What to work on:
Convert the items below into a JSON list of strings, with one string for each line and no strings for blank lines.

Entries:
+--
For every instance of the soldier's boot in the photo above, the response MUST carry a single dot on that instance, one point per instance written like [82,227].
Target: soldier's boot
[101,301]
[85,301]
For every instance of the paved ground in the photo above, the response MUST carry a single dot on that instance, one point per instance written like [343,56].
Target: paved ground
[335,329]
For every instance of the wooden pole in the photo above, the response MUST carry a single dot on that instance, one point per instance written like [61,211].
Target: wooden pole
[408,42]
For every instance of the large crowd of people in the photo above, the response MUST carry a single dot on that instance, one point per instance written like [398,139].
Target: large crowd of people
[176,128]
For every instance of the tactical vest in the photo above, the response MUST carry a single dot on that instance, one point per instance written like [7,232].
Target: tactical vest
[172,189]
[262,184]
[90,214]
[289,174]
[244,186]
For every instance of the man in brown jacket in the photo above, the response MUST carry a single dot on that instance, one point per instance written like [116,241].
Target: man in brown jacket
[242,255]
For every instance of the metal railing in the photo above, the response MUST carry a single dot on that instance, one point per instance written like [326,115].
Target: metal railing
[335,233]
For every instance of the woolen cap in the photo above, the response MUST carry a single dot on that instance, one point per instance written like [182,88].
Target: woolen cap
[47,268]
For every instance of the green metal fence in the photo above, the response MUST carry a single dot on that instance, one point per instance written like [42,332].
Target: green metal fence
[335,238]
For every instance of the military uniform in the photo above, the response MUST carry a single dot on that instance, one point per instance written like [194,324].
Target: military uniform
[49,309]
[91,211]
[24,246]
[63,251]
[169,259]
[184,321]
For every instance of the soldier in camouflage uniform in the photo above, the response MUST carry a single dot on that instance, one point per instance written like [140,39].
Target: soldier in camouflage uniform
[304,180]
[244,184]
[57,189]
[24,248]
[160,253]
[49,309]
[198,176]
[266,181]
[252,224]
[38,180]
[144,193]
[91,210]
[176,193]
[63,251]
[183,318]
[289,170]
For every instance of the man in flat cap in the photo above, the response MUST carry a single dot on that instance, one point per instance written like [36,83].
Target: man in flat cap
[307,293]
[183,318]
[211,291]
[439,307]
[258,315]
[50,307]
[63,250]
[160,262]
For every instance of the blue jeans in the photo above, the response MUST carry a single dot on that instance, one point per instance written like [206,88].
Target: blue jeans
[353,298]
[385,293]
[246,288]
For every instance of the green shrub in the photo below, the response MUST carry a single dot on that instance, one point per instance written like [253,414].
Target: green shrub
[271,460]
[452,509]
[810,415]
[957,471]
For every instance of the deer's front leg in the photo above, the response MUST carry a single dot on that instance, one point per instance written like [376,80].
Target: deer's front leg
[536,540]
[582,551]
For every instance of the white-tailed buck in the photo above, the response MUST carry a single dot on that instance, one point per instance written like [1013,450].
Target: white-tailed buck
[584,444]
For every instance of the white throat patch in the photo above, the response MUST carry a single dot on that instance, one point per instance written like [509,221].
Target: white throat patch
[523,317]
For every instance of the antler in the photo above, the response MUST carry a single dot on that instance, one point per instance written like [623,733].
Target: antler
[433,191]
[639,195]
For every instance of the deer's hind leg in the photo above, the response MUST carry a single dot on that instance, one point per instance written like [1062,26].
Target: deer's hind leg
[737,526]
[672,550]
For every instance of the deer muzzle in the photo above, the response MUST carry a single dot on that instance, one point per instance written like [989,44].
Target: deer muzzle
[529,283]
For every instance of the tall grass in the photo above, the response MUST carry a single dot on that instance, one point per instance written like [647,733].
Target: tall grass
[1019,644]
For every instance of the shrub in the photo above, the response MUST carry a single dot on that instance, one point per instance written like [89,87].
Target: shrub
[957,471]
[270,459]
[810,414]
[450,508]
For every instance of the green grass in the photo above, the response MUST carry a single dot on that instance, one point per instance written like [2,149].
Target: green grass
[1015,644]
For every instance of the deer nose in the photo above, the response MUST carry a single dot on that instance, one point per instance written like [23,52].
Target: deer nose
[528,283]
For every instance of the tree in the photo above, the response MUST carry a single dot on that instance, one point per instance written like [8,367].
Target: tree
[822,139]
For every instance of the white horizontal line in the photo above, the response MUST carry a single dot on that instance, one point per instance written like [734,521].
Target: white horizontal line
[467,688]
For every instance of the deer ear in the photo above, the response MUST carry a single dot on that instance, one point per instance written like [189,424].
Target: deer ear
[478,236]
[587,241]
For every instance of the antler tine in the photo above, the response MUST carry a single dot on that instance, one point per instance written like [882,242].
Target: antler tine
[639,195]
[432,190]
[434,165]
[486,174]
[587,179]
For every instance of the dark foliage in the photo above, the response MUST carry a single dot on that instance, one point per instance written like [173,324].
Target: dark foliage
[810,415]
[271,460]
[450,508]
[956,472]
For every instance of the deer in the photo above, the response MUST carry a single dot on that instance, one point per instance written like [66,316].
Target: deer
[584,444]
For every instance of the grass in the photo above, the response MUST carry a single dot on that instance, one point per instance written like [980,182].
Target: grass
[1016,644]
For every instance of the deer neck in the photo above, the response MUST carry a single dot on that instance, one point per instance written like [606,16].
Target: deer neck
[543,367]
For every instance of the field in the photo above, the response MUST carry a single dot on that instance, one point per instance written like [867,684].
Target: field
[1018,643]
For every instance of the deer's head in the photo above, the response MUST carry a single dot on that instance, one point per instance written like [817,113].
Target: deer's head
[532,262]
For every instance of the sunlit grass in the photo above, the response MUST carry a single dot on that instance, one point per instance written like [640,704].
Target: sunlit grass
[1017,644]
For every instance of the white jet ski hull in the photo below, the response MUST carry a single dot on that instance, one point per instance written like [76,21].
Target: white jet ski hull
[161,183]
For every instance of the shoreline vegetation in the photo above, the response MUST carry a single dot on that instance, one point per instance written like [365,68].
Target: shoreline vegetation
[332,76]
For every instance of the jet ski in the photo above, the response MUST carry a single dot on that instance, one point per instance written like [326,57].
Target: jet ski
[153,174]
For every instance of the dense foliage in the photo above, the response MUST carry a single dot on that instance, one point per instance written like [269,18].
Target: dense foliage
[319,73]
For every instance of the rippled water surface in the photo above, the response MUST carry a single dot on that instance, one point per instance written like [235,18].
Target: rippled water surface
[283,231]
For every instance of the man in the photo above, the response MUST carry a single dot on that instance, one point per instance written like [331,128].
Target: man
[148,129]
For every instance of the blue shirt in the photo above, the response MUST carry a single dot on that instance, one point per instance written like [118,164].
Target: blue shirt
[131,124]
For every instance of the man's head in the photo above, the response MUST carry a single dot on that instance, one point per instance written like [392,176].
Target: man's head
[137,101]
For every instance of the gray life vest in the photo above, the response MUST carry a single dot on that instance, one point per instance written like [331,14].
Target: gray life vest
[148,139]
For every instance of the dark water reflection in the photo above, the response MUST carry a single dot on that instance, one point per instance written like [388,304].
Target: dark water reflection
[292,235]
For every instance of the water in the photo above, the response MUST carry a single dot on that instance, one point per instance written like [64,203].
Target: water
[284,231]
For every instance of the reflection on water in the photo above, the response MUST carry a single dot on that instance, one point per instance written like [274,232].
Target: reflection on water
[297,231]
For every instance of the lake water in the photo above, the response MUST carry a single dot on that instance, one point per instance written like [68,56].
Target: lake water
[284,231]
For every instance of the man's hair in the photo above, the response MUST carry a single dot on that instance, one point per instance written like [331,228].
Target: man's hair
+--
Task response:
[
  "For every instance of the soldier's boot in the photo above, the response MUST carry a single dot on that instance, one point per instance written like [82,227].",
  "Target: soldier's boot",
  "[101,301]",
  "[85,301]",
  "For every instance of the paved ground in the photo above, the response MUST carry a single dot on that instance, one point per instance written like [343,56].",
  "Target: paved ground",
  "[335,329]",
  "For every instance of the wooden pole in the photo above, the response MUST carry a single dot on that instance, one point per instance written like [61,211].",
  "Target: wooden pole",
  "[408,42]",
  "For every instance of the large crowd of people in the photo above, the response MUST carry a single dot on that instance, one point per instance written like [398,139].",
  "Target: large crowd of people",
  "[176,128]",
  "For every instance of the tactical vest in the photo above, the response MUST carry a single dot on that instance, one point per instance written like [7,232].",
  "Target: tactical vest",
  "[172,189]",
  "[262,184]",
  "[90,214]",
  "[289,174]",
  "[244,186]",
  "For every instance of the man in brown jacket in the photo above, the response MUST carry a single dot on that instance, one point per instance written like [116,241].",
  "Target: man in brown jacket",
  "[242,255]",
  "For every instance of the metal railing in the photo above, the response MUST carry a single dot on that instance, one point per instance written like [326,115].",
  "Target: metal railing",
  "[335,233]",
  "For every instance of the woolen cap in the photo above, the response MUST carry a single dot on that instance, one point per instance written like [182,88].",
  "Target: woolen cap",
  "[47,268]",
  "For every instance of the green metal fence in the photo above, the response MUST carry a single dot on that instance, one point per instance written like [42,332].",
  "Target: green metal fence",
  "[335,238]",
  "For every instance of the military uniform in the photo above, the response MUST carry a single dot on that instance, one point per instance written like [194,324].",
  "Target: military uniform",
  "[49,309]",
  "[91,211]",
  "[24,246]",
  "[63,251]",
  "[169,259]",
  "[184,321]",
  "For every instance of the soldier in camouflage uniform in the photo above, the response MUST carry a single dot on that instance, one point per instance written like [140,39].",
  "Target: soldier in camouflage uniform",
  "[304,180]",
  "[244,184]",
  "[57,189]",
  "[24,248]",
  "[160,253]",
  "[49,309]",
  "[198,176]",
  "[266,181]",
  "[252,224]",
  "[38,180]",
  "[144,193]",
  "[91,210]",
  "[176,193]",
  "[63,251]",
  "[183,318]",
  "[289,170]",
  "For every instance of the man in flat cap in the photo above, the response MUST carry a single dot on that instance, one point per instance written like [36,83].",
  "Target: man in flat cap",
  "[307,293]",
  "[183,318]",
  "[211,291]",
  "[439,307]",
  "[258,315]",
  "[50,307]",
  "[63,250]",
  "[160,262]",
  "For every instance of the blue jeans in the photo above, the response MUST carry a single dot on that instance, one point per instance written like [206,88].",
  "Target: blue jeans",
  "[353,298]",
  "[385,293]",
  "[246,288]",
  "For every instance of the green shrub in the photo below, the response MUST carry a single dot on that instance, one point per instance written like [253,414].",
  "Target: green shrub",
  "[271,460]",
  "[452,509]",
  "[810,415]",
  "[957,471]",
  "For every instance of the deer's front leg in the photo above, the response MUST carry a single dot on that instance, one point per instance written like [376,80].",
  "Target: deer's front leg",
  "[536,540]",
  "[582,551]",
  "For every instance of the white-tailed buck in the photo above, the response MUST carry a single dot on that instance, one point per instance written like [1013,450].",
  "Target: white-tailed buck",
  "[584,444]",
  "For every instance of the white throat patch in the photo above, the response MUST carry a single dot on that instance, one point per instance written like [509,221].",
  "Target: white throat patch",
  "[523,317]",
  "For every instance of the antler in the photo above, the response MUST carry a single dot on that instance, one point per instance written like [623,733].",
  "Target: antler",
  "[433,191]",
  "[639,195]",
  "For every instance of the deer's hind leg in the photo above, the response MUST carry a single dot on that instance, one point per instance written like [1062,26].",
  "Target: deer's hind leg",
  "[737,526]",
  "[672,550]",
  "For every instance of the deer muzzle in the photo above, the response MUST carry a single dot on that instance, one point per instance written like [989,44].",
  "Target: deer muzzle",
  "[529,283]",
  "For every instance of the tall grass in the photo above, the response MUST carry a single dot on that instance, one point per instance written like [647,733].",
  "Target: tall grass",
  "[1019,644]",
  "For every instance of the shrub in the photo above, the response MUST carry a single dot on that instance, one point per instance written like [89,87].",
  "Target: shrub",
  "[957,471]",
  "[270,459]",
  "[810,414]",
  "[450,508]",
  "For every instance of the green grass in the photo above, the response MUST carry a single dot on that instance, one point per instance written like [2,149].",
  "Target: green grass",
  "[1015,644]",
  "For every instance of the deer nose in the photo above, the response MUST carry a single dot on that instance, one point per instance written like [23,52].",
  "Target: deer nose",
  "[528,283]",
  "For every instance of the tree in the photo above, the response MUST carry a single dot on that instance, one point per instance written like [8,367].",
  "Target: tree",
  "[822,139]",
  "For every instance of the white horizontal line in the photo above, the response MUST carry a single dot on that instance, one point per instance written like [734,521].",
  "Target: white horizontal line",
  "[467,688]",
  "For every instance of the deer ear in the photo above, the response MUST carry a single dot on that instance, one point per instance written like [189,424].",
  "Target: deer ear",
  "[478,236]",
  "[587,241]",
  "For every instance of the antler tine in the photo above, the response MUST carry a single dot on that instance, one point per instance written like [882,242].",
  "Target: antler tine",
  "[639,195]",
  "[432,190]",
  "[434,165]",
  "[486,174]",
  "[587,179]",
  "For every instance of the dark foliage in the photo above, the response MUST carry a single dot on that instance, one point per instance written like [173,324].",
  "Target: dark foliage",
  "[810,415]",
  "[271,460]",
  "[450,508]",
  "[956,472]",
  "For every instance of the deer in the photo above, the response MUST carry a single dot on that instance, one point per instance written like [66,316].",
  "Target: deer",
  "[584,444]",
  "For every instance of the grass in the photo above, the response MUST carry a single dot on that instance, one point per instance written like [980,182].",
  "Target: grass",
  "[1016,644]",
  "For every instance of the deer neck in the photo above, the response MUST carry a single dot on that instance, one point per instance written like [606,16].",
  "Target: deer neck",
  "[543,367]",
  "For every instance of the field in the photo above, the response MUST carry a single dot on that instance, one point per instance written like [867,684].",
  "Target: field",
  "[1018,643]",
  "For every instance of the deer's head in the photo above, the response MUST carry a single dot on that instance, one point per instance written like [817,113].",
  "Target: deer's head",
  "[532,262]",
  "For every instance of the sunlit grass in the photo above, the response MUST carry a single dot on that instance, one point per instance written like [640,704].",
  "Target: sunlit grass",
  "[1017,644]",
  "For every instance of the white jet ski hull in the photo below, the response MUST carry a single dot on that instance, one point per instance written like [76,21].",
  "Target: white jet ski hull",
  "[161,183]",
  "For every instance of the shoreline vegetation in the photo above, the response MUST carry a single dot on that instance, one point per instance written like [365,68].",
  "Target: shoreline vegetation",
  "[332,76]",
  "For every instance of the jet ski in the photo above, the response MUST carry a single dot on that instance, one point per instance written like [326,57].",
  "Target: jet ski",
  "[153,174]",
  "For every instance of the dense foliage in the photo above, the response MUST carry a single dot on that instance, one point per instance written like [269,18].",
  "Target: dense foliage",
  "[319,73]",
  "For every instance of the rippled water surface in the photo above, the response MUST carry a single dot on that instance, one point per instance written like [235,18].",
  "Target: rippled water surface",
  "[283,231]",
  "For every instance of the man in the photo above, the response MUST carry a single dot on that instance, one point per instance written like [331,128].",
  "Target: man",
  "[148,129]",
  "For every instance of the blue shirt in the photo above, the response MUST carry a single dot on that instance, one point per instance written like [118,164].",
  "Target: blue shirt",
  "[131,124]",
  "For every instance of the man's head in the photo above, the response MUST carry a single dot on that instance, one point per instance written like [392,176].",
  "Target: man's head",
  "[137,101]",
  "For every instance of the gray life vest in the photo above, the response MUST carry a single dot on that instance, one point per instance written like [331,14].",
  "Target: gray life vest",
  "[148,139]",
  "For every instance of the dark water reflection in the photo above, the response MUST carry a single dot on that instance, one point per instance written like [388,304].",
  "Target: dark water reflection",
  "[292,235]",
  "For every instance of the water in the photo above, the response MUST carry a single dot on that instance, one point per instance written like [64,203].",
  "Target: water",
  "[284,231]",
  "For every instance of the reflection on water in the photo above, the response MUST carry a single dot on that instance, one point per instance written like [274,232].",
  "Target: reflection on water",
  "[297,231]",
  "For every instance of the lake water in the photo above, the response MUST carry a single dot on that instance, one point per instance written like [68,56].",
  "Target: lake water",
  "[284,231]",
  "For every instance of the man's hair in the photo above, the response MUST carry a single dot on that instance, one point per instance written like [331,228].",
  "Target: man's hair"
]